* YOUR TASK: Can you copy out, character for character, the rows from the line holding "Crowdworker instruction — please outline every yellow foliage" through the line holding "[263,315,600,353]", inclusive, and nothing else?
[RECORDS FOR THIS EXERCISE start]
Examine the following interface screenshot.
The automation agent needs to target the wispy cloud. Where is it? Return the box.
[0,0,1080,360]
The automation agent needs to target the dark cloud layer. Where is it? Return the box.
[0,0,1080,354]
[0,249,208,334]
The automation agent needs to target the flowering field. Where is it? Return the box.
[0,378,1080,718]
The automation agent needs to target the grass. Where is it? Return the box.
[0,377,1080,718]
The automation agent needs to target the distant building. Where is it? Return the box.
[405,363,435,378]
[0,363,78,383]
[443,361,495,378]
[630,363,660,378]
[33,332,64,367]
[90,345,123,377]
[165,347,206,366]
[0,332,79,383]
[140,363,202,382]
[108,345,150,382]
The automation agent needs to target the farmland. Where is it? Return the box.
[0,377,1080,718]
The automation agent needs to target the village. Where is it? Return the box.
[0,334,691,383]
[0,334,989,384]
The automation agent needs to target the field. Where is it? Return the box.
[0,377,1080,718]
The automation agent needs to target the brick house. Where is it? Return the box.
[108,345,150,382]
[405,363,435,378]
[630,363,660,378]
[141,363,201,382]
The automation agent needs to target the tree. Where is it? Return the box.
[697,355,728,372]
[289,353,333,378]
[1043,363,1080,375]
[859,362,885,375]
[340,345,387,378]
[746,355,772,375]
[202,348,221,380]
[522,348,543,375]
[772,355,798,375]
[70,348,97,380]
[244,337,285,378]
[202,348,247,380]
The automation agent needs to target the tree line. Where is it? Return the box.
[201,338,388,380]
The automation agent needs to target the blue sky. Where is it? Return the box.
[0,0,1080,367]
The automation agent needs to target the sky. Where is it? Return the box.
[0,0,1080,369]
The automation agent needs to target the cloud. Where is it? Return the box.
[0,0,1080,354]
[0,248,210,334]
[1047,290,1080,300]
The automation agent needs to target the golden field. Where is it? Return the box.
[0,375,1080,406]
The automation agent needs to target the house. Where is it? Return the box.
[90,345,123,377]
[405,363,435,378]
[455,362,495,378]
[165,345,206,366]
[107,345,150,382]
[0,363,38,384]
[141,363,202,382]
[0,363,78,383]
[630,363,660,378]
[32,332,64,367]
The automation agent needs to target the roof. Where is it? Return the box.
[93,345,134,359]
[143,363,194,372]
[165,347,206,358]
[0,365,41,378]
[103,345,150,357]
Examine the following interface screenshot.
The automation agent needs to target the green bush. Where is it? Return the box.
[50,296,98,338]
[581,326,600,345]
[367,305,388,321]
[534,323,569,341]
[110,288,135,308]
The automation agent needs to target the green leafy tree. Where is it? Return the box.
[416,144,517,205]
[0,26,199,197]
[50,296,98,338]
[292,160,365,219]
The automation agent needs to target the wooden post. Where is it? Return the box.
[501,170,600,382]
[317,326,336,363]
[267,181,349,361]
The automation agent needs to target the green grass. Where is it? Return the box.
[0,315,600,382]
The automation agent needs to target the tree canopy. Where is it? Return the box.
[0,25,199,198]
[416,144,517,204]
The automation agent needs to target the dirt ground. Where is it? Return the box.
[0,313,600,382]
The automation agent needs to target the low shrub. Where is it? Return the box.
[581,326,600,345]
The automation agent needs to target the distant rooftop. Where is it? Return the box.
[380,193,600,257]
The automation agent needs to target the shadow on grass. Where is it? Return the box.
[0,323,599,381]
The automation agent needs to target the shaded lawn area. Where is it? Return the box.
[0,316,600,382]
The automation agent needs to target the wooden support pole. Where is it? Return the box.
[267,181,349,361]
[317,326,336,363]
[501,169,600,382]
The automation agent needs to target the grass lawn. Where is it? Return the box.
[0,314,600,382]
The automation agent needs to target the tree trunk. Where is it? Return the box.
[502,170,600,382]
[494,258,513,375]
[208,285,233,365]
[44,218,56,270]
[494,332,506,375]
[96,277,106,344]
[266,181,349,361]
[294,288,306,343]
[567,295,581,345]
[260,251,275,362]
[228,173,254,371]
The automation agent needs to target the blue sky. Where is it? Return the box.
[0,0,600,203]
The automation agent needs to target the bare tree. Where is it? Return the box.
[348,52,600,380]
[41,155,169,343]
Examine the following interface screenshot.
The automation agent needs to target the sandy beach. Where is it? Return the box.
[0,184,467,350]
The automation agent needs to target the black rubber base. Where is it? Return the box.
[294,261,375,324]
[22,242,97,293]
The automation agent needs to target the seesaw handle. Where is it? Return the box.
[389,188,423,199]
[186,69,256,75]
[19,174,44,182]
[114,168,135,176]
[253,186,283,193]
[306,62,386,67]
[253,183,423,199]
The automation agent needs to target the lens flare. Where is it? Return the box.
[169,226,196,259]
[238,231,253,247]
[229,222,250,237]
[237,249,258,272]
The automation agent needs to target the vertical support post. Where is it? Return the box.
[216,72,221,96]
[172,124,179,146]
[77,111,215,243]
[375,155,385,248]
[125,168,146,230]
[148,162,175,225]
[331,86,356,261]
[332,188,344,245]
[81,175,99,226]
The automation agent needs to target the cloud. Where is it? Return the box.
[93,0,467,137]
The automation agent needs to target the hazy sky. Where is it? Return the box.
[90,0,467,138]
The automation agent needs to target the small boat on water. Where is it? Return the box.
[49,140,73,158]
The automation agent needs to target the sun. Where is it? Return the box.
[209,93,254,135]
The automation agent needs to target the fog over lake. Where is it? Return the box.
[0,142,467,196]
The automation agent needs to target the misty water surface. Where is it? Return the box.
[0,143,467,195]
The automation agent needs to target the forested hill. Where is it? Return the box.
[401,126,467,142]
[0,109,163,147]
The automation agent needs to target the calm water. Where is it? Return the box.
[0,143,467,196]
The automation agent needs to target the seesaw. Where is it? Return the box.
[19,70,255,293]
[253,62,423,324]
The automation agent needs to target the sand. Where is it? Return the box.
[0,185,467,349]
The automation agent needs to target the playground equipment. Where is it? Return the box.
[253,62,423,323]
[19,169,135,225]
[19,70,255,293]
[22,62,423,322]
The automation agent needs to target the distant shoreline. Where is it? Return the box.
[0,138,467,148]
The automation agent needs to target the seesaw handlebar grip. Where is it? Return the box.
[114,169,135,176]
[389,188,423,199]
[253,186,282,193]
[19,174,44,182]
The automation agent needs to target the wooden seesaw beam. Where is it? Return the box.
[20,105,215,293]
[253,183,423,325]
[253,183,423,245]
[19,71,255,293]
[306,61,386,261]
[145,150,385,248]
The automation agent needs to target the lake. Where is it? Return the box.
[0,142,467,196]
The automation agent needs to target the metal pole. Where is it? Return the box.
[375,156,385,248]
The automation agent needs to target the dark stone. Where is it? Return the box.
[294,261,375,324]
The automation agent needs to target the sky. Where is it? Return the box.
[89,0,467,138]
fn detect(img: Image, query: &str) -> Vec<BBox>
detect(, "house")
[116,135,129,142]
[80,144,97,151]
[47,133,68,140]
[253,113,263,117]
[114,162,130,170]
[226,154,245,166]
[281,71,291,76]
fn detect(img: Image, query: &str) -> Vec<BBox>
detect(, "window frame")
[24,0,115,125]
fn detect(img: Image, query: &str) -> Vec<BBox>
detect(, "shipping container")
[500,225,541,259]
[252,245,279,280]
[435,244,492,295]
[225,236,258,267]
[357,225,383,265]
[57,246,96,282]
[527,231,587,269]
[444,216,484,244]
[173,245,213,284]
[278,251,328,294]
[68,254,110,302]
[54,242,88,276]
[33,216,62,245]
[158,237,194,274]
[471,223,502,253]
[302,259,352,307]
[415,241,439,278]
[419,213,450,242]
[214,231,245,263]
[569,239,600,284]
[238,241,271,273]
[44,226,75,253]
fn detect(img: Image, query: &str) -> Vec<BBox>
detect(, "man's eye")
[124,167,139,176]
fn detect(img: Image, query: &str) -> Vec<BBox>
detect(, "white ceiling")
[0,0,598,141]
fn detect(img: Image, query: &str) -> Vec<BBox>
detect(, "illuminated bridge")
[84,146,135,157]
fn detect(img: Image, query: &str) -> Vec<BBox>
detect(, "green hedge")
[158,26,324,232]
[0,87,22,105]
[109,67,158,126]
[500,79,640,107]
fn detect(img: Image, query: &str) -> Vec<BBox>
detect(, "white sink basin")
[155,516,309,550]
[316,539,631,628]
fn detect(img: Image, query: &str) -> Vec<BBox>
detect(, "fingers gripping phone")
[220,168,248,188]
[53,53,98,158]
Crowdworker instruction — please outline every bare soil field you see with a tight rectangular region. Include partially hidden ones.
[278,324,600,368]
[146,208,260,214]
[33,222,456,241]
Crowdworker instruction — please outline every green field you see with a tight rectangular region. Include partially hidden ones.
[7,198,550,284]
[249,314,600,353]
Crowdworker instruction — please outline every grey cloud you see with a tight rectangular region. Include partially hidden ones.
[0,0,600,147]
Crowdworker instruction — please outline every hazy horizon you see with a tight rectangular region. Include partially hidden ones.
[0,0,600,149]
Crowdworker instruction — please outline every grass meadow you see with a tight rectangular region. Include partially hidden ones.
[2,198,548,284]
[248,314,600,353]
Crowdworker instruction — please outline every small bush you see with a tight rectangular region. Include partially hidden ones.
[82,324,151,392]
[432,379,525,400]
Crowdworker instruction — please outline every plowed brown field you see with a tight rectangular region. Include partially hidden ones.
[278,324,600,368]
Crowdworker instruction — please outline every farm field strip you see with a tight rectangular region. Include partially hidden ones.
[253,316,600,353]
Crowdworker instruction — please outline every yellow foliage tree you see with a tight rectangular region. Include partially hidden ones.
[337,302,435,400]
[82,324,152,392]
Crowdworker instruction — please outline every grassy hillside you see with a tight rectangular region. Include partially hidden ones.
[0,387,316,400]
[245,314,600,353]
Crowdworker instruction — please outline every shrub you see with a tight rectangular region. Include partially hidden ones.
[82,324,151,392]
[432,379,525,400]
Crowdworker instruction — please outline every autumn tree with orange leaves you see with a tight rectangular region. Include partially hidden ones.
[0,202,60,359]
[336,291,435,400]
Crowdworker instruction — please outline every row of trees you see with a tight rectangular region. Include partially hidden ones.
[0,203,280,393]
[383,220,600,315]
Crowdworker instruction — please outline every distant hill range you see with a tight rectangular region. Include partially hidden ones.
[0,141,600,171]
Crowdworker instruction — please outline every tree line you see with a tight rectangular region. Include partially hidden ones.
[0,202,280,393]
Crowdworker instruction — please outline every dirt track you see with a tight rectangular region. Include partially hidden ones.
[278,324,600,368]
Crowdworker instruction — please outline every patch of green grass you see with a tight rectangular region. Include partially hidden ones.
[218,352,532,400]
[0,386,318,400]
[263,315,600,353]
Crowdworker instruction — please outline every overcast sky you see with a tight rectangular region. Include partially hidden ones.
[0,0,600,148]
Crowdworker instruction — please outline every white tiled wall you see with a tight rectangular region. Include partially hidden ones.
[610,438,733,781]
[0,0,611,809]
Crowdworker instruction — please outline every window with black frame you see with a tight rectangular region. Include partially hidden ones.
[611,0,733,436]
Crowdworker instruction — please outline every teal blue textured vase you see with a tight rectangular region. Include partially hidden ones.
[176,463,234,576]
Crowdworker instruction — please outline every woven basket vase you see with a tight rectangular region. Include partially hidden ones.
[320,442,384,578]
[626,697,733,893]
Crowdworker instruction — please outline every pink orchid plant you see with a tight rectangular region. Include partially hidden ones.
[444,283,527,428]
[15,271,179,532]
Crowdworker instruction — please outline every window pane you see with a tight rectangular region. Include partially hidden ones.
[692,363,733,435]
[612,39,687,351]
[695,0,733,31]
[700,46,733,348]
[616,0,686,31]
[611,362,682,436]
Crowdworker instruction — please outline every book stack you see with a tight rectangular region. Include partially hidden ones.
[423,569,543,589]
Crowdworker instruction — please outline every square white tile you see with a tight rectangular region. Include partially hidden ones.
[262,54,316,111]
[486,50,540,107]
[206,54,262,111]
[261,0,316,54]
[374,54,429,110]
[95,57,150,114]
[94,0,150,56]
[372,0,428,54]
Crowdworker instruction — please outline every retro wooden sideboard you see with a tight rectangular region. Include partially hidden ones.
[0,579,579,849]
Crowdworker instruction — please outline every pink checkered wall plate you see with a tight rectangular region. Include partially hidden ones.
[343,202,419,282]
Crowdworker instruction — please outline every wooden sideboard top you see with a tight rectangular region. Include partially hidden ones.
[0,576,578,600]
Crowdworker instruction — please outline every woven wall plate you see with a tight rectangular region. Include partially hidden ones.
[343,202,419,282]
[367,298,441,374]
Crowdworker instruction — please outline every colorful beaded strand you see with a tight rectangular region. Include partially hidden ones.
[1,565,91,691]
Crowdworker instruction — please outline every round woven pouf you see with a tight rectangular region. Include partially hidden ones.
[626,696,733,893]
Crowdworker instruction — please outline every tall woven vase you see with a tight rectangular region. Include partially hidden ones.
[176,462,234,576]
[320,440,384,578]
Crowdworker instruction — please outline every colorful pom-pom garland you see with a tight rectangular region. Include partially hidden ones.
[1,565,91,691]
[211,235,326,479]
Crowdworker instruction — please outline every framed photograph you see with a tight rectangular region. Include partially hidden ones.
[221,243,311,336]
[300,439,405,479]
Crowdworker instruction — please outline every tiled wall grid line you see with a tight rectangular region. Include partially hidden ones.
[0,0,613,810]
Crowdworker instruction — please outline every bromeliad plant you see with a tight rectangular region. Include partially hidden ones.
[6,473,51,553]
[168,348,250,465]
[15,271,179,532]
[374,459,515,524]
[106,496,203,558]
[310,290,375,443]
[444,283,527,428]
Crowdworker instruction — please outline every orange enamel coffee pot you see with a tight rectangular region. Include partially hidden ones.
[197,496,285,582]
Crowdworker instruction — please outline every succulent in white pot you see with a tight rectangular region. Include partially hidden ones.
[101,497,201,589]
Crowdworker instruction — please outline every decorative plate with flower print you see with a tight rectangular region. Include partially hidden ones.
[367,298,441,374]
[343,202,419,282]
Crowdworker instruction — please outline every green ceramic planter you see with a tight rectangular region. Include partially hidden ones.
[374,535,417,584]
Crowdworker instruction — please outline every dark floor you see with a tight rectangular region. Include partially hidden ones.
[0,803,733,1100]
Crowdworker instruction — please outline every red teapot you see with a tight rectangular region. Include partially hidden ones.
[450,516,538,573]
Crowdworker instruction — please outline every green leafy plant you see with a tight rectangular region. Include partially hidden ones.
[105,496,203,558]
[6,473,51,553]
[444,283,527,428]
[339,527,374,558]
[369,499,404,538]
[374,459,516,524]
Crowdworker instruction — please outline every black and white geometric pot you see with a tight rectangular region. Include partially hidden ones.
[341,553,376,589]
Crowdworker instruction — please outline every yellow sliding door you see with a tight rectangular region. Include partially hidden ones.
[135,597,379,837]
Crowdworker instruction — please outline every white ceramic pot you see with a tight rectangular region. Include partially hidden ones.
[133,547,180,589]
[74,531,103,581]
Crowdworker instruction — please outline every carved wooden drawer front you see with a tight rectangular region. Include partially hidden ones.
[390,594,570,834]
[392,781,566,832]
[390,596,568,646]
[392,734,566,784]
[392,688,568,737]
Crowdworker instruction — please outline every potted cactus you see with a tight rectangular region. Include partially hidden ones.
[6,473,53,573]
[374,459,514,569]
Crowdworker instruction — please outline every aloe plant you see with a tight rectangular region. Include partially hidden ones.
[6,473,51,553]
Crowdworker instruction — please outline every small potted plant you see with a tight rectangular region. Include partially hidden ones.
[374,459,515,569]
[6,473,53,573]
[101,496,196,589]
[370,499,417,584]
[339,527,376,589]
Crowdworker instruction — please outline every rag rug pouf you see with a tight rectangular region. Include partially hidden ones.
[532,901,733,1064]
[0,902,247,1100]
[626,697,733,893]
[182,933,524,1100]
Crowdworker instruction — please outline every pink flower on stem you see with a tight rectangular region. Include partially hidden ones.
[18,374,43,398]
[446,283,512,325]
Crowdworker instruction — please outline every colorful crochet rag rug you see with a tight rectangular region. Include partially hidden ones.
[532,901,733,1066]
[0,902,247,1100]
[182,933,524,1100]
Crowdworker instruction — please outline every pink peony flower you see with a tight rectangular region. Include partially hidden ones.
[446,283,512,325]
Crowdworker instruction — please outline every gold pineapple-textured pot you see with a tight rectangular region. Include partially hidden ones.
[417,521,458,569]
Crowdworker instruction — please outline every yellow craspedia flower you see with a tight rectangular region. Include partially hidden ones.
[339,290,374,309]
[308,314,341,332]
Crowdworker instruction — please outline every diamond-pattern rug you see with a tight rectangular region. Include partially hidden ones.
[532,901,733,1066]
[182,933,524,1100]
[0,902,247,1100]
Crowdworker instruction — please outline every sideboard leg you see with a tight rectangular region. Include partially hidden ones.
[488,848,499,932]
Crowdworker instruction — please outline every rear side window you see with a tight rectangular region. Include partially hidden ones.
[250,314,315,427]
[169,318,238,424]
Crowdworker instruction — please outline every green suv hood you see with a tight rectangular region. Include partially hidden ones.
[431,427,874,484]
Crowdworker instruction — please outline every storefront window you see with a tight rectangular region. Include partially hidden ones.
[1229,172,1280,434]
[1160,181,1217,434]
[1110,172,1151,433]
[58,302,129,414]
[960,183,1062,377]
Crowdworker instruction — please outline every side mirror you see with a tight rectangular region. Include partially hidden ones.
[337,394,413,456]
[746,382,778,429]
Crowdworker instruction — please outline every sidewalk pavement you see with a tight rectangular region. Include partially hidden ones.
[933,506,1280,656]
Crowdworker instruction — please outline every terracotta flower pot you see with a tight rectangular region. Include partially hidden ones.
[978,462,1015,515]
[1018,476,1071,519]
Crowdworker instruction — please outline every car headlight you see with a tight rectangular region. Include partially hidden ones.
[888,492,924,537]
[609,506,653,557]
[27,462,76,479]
[RECORDS FOR THIS EXERCISE end]
* ANSWER FOR THE TASK:
Crowdworker instruction — please outline every yellow foliage tree you see with a tight rectangular region. Include partially hidden ones.
[337,302,435,400]
[82,324,152,392]
Crowdworker instruction — please outline every grassy hillside you see with a tight rectangular region. Include partially hidden ones.
[0,387,316,400]
[245,314,600,353]
Crowdworker instruction — please outline every shrub you see with a tight rectangular region. Include partially hidden ones.
[82,324,151,392]
[432,379,525,400]
Crowdworker instruction — please outline every autumn tree with orange leaves you see with a tight rectangular region. Include partially hidden ones.
[0,202,60,359]
[336,291,435,400]
Crowdworker instruction — please outline every row of trees you see with a tight rectangular region. Include partially hidden ones.
[0,203,280,393]
[383,220,600,315]
Crowdworker instruction — please outline every distant hill range you see with a tight rectangular region. Include partially hidden ones.
[0,141,600,171]
Crowdworker instruction — please outline every tree line you see with a tight rectangular region. Include partially hidden ones.
[0,202,280,393]
Crowdworker instruction — please outline every dirt track you see with a tight rectangular region. Include partially hidden ones.
[278,324,600,368]
Crowdworker instruction — please outline every patch of green grass you see with a tight rectangular region. Include partially hidden ones.
[218,352,532,400]
[0,386,318,400]
[263,315,600,353]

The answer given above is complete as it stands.